:: Text provided ::
Since the Planning Commission was controlled by the Central Govt, it often ended up as a tool to punish the states governed by the opposition partied by not allocating them enough funds. On a Contrary, the Niti Aayog cannot allocate funds , it is just a advisory body of the Govt of India.
The Planning Commission forced the plans upon the states who had no say in planning their expenditure. This needed to be done away with as the states knew better as to what they need and how much do they need.
Although the Niti Aayog has undertaken various innovative measures during the past three years such as Atal Incubation Centres, Aayushman Bharat, water conservation measures, approach towards artificial intelligence etc; its inability to influence private or public investment, uncritical praise of the Govt’s schemes, with its inability to influence policy making for long term, no participation in the public policy or economic involvement, will it have the same faith as the Planning Commission once the Govt changes or will it actually do something substantial for the economy? Economic Growth GDP which stand for Gross Domestic Product, is the total market value of all finished goods and services produced within a country’s borders in a specific time period. Over the years, our GDP has grown from a mere 2.7 lakh crores to 3.2020 trillion dollars in the past 73 years. Earlier the country used to depend on agriculture , but with the success of LPG model, India has witnessed the advent of rapid industrialisation and growth in the service sector ,making it the 5th largest economy in the world by Nominal GDP
But what does it mean to be the 5th largest by Nominal GDP? Nominal GDP is the current market value of all goods and services produced by the country. It doesn’t strip out inflation or the pace of rising prices which can inflate growth rate. This means that the production of goods and services in India are soaring newer heights, generating employment opportunities for millions of people each year.
:::
:: Data under study ::
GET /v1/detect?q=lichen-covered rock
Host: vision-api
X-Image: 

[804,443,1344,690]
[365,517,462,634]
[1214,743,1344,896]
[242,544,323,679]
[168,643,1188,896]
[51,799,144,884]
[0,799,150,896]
:::
(Exercise requirements):
**1)** From the text on the Planning Commission and the Niti Aayog, reproduce the passage starting at "The Planning Commission forced" and ending at "do they need.", switching "states" to "provinces".
**2)** According to the text on the Planning Commission and the Niti Aayog, where does India rank among the world's economies by Nominal GDP?

(Results for the exercise):
**1)**
The Planning Commission forced the plans upon the provinces who had no say in planning their expenditure. This needed to be done away with as the provinces knew better as to what they need and how much do they need.

**2)** It is the 5th largest economy in the world.